======== RECORDED INFORMATION

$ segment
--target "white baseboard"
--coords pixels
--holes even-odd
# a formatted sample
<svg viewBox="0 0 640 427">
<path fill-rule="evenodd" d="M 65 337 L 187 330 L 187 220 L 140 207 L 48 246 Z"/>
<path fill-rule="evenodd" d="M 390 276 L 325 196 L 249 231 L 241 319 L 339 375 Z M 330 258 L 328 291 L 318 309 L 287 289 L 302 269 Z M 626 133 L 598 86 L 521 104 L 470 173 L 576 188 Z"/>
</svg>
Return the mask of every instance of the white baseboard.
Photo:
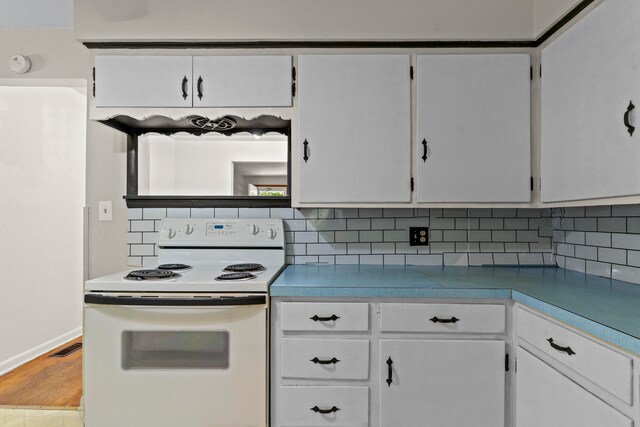
<svg viewBox="0 0 640 427">
<path fill-rule="evenodd" d="M 35 359 L 38 356 L 45 354 L 48 351 L 53 350 L 56 347 L 61 346 L 62 344 L 69 342 L 73 339 L 78 338 L 82 335 L 82 328 L 76 328 L 72 331 L 67 332 L 66 334 L 62 334 L 59 337 L 56 337 L 52 340 L 49 340 L 45 343 L 37 345 L 17 356 L 14 356 L 10 359 L 4 360 L 0 362 L 0 375 L 4 375 L 9 371 L 13 371 L 18 366 L 24 365 L 25 363 Z"/>
</svg>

================

WHAT TO DO:
Would you return the data exactly as written, without the pictures?

RESULT OF THIS EXERCISE:
$ segment
--target "white baseboard"
--coords pixels
--holes even-odd
# a formatted sample
<svg viewBox="0 0 640 427">
<path fill-rule="evenodd" d="M 65 337 L 187 330 L 187 220 L 140 207 L 48 246 Z"/>
<path fill-rule="evenodd" d="M 390 276 L 325 196 L 249 231 L 241 319 L 339 375 Z M 330 258 L 328 291 L 318 309 L 287 289 L 302 269 Z M 626 133 L 598 86 L 521 104 L 470 173 L 576 188 Z"/>
</svg>
Return the mask of every instance of the white baseboard.
Photo:
<svg viewBox="0 0 640 427">
<path fill-rule="evenodd" d="M 35 359 L 38 356 L 45 354 L 48 351 L 53 350 L 56 347 L 61 346 L 62 344 L 69 342 L 73 339 L 78 338 L 82 335 L 82 328 L 76 328 L 72 331 L 67 332 L 66 334 L 62 334 L 59 337 L 56 337 L 52 340 L 49 340 L 45 343 L 37 345 L 17 356 L 14 356 L 10 359 L 4 360 L 0 362 L 0 375 L 4 375 L 9 371 L 13 371 L 18 366 L 24 365 L 25 363 Z"/>
</svg>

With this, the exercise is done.